Copy the records below exactly as they appear.

:: Entries provided ::

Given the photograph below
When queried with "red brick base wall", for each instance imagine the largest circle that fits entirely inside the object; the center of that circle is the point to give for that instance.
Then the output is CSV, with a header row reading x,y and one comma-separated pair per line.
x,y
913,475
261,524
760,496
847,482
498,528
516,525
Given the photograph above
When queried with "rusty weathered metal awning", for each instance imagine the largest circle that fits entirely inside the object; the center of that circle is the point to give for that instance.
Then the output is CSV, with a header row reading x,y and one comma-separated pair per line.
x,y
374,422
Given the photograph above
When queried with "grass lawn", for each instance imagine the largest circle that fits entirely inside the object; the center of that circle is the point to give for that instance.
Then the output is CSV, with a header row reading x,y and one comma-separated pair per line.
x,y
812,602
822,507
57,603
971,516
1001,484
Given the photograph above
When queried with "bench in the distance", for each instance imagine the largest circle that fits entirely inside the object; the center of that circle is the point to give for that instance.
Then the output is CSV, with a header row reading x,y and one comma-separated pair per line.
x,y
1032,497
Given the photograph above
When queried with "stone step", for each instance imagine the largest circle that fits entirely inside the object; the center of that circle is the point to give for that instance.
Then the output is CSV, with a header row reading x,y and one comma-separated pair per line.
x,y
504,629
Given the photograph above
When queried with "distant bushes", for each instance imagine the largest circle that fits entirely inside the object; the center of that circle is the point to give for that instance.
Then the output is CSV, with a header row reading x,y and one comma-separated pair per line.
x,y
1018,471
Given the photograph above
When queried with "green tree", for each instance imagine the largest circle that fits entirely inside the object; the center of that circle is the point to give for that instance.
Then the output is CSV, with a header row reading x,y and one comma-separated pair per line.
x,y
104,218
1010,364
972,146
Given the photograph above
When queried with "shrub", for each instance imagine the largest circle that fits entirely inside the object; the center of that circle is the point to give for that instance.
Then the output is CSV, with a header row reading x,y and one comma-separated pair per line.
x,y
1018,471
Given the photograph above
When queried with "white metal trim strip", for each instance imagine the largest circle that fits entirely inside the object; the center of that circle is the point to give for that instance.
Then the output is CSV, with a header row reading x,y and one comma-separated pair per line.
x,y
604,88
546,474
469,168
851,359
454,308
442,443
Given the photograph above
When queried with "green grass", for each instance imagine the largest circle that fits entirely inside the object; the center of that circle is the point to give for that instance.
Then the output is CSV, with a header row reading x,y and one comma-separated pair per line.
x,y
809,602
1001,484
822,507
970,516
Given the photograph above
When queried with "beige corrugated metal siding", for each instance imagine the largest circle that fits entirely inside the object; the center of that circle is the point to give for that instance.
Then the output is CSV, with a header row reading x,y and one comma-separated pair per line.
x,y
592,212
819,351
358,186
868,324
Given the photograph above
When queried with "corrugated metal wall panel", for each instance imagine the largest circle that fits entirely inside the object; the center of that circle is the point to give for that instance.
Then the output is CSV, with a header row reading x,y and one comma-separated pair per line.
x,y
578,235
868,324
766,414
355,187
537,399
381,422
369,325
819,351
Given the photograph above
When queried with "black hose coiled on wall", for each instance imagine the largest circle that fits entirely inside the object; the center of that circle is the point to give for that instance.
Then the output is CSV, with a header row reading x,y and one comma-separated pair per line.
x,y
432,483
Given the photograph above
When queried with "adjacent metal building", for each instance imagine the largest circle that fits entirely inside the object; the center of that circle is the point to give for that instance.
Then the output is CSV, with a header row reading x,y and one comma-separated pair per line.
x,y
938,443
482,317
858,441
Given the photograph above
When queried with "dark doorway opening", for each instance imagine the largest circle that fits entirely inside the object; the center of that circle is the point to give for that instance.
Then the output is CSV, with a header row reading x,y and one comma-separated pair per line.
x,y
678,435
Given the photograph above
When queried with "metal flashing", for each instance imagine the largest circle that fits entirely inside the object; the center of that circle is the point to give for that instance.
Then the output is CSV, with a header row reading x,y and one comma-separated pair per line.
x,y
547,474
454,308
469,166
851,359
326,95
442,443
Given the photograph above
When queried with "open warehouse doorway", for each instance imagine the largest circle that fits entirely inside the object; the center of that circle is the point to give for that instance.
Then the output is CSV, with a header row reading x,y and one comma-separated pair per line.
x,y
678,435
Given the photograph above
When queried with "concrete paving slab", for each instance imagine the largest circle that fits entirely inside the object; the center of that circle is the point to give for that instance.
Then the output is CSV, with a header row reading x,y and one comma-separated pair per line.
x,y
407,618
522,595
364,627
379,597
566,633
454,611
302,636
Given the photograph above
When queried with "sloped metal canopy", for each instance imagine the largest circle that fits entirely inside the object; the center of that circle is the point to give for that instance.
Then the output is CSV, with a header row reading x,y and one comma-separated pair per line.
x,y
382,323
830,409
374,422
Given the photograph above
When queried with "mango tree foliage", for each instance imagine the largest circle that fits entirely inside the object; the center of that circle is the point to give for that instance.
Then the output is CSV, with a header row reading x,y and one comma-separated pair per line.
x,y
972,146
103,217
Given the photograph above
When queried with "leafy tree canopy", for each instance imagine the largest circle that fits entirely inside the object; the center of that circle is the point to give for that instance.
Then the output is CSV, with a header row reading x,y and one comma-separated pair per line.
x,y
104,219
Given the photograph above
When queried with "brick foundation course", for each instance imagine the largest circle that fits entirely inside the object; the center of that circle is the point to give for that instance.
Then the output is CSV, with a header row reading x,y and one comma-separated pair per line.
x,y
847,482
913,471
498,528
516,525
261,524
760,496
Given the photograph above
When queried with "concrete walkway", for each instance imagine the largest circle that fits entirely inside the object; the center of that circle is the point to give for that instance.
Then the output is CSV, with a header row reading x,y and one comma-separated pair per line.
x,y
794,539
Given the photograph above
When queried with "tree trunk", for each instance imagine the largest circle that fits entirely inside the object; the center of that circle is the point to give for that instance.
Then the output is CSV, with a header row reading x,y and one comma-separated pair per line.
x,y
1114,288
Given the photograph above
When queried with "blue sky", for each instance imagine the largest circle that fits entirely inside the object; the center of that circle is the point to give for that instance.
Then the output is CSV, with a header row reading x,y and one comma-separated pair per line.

:::

◆ **Completed exercise**:
Given the photograph below
When queried with "red brick base wall", for each instance imagine the largest circle that fits entirely inside the object; the center of that circle is the point to give for that instance.
Then the output is CSV, with a header row reading x,y and one comma-separated pair per line.
x,y
913,475
261,524
760,496
847,482
498,528
516,525
Given the photograph above
When queried with "rusty weathered metal awning", for each instance imagine the largest circle that fits entirely inside the object; the center of that circle is the point to give for that instance.
Then the output is CSV, with a header row reading x,y and one comma-separated pair per line.
x,y
374,422
Given the photograph above
When queried with "grass lawn", for each instance imagine the largest circle that fits entirely inside the object; the center of that circle is the point to give for that instance.
Then the output is CSV, with a header row reading x,y and one comma-separated pair per line.
x,y
812,602
822,507
57,603
971,516
1001,484
Given the photograph above
When queried with "bench in the distance", for each instance imagine the largest circle that fits entirely inside the object; the center of that circle is the point to give for that instance.
Then the output is CSV, with a header row reading x,y and one comma-separated pair per line.
x,y
1032,497
Given the photograph above
When queried with "stone step", for each instance imagine the largest circle that fits entirely inside the object; the center of that circle is the point to give for that instance.
Then the output is CSV, with a header row reading x,y and one comma-separated pair per line.
x,y
504,629
Given the photograph above
When queried with "distant bushes", for each instance imagine the largest circle that fits entirely inside the object; the center of that circle is the point to give for that instance.
Then the output is CSV, with a header row reading x,y and one comma-separated pair per line.
x,y
1018,471
Given the photograph above
When queried with "green tree", for each instance imagine the largest circle that fits entirely inside the object; the center of that circle is the point to give for that instance.
Then the output is CSV, with a header row reading x,y and one comma-separated pair per line.
x,y
104,218
1010,364
972,146
Given the photograph above
When queried with "shrub", for each instance imagine the largest circle that fits entirely inside the object; the center of that circle is the point to give for that instance.
Then the output is CSV, with a header row reading x,y and one comma-separated pair per line.
x,y
1018,471
Given the photograph above
When queried with "white metal trim strip", for each instance imagine the largest circle that fits entirely inside the object; the center of that circle is the point to give for that instance.
Then the output is CSV, with a header row reading x,y and one comma-separated pair per line.
x,y
604,88
546,474
469,168
851,359
454,308
442,443
Given the photograph above
When queried with "green grass", for each instance imagine the largest circle that fits entirely inside the object; the center of that circle is the point to give for that instance.
Then the output is CSV, with a header row reading x,y and one comma-separated pair per line.
x,y
809,602
1001,484
822,507
970,516
Given the photograph above
When queried with "beige corrugated metal siding", for each instance imagine the largest circle that fits entirely inside the object; the center of that circle is the point to give for that instance.
Then the output is CSV, with a header row reading x,y and one comma-separated pair per line.
x,y
592,212
819,351
358,186
868,324
Given the photograph above
When queried with "corrugated metal wall panel", for each instance imagine the largest circle that fits entirely inside the object; the center of that circle is the point to give for that instance.
Then the output is CSV, with a header row reading x,y and one comma-separated pair per line.
x,y
578,235
868,324
766,414
355,187
537,399
381,422
369,325
819,351
Given the photograph above
When queried with "black hose coiled on wall", for each instance imagine the largest circle that fits entirely inside the object; the center of that circle is the point to give for that instance.
Then the output is CSV, with a header row reading x,y and one comma-separated pair per line.
x,y
432,483
Given the photograph above
When queried with "adjacent metal building", for each instance imagine the largest circle that fits entirely inside the object; the center of that circle is the point to give for that instance.
Then the output is CSV, with a header row reading x,y and one comma-separated pair per line.
x,y
938,443
482,317
858,441
Given the photograph above
When queried with "dark doorway opening", for each instance imagine the largest circle that fits entirely inside the object; the center of that circle is the point to give for that instance.
Then the output is CSV, with a header row reading x,y and one comma-separated pair per line.
x,y
678,435
Given the photograph above
When queried with "metal flashing", for each instance imagine the largest circle that fits entirely inside the object; the center of that circle is the point to give for that instance.
Then the output is CSV, with a header row reading x,y and one comma-separated pair per line.
x,y
547,474
454,308
469,166
851,359
326,95
442,443
Given the photograph above
When queried with "open warehouse doorway", for each instance imagine the largest circle that fits entirely inside the object; the center of that circle is the point to give for that instance.
Then the output is CSV, with a header row reading x,y and one comma-separated pair per line.
x,y
678,435
Given the photograph above
When queried with "concrete paving slab", for each instance imagine the largest circle that fits entirely inside the object; the center of that circle is the point to give for that instance.
Then the output is CSV, with a header row reading x,y and one comma-separated pair per line.
x,y
407,618
522,595
364,627
379,597
566,633
454,611
302,636
Given the photograph above
When queried with "sloped metal canopy", for each instance imagine the largest circle that fits entirely inside the object; the center of that circle is the point to give for that instance.
Then the output is CSV, with a header row reading x,y and one comma-separated pair per line.
x,y
382,323
830,409
374,422
Given the photograph above
When queried with "mango tree foliage", for each instance imagine the largest circle that fits entirely inside the object; the center of that circle is the point to give for that instance.
Then the output is CSV, with a header row reading x,y and one comma-separated pair per line.
x,y
972,146
103,217
Given the photograph above
When queried with "leafy tree canopy", for each instance imagine the largest circle that fits entirely inside the object; the center of that circle is the point to give for that instance.
Then the output is CSV, with a header row reading x,y and one comma-separated pair per line.
x,y
104,219
Given the photograph above
When queried with "brick foundation course", for each instance imagine the largest circle that fits entirely inside the object; the center of that circle is the point to give for that instance.
Then the output is CSV, with a header row reading x,y and one comma-separated pair per line.
x,y
847,482
913,471
498,528
516,525
261,524
760,496
Given the photograph above
When queried with "concrete walkway", for each instance imagine the largest circle that fits entirely inside the object; the center of that circle is the point to give for that instance.
Then the output is CSV, with a header row reading x,y and one comma-separated pair per line.
x,y
794,539
Given the photograph above
When queried with "tree trunk", for each instance imagine the largest circle that fits entirely inside the object; the center of that circle is the point to give for that instance.
Then the output is CSV, with a header row reading x,y and one comma-separated pair per line.
x,y
1114,288
Given the photograph above
When queried with "blue sky", for each instance imagine the largest circle that fits entirely inside the object; the center of that circle is the point to give for that instance.
Then the output is CSV, with a header row reading x,y and one comma-separated pair per line.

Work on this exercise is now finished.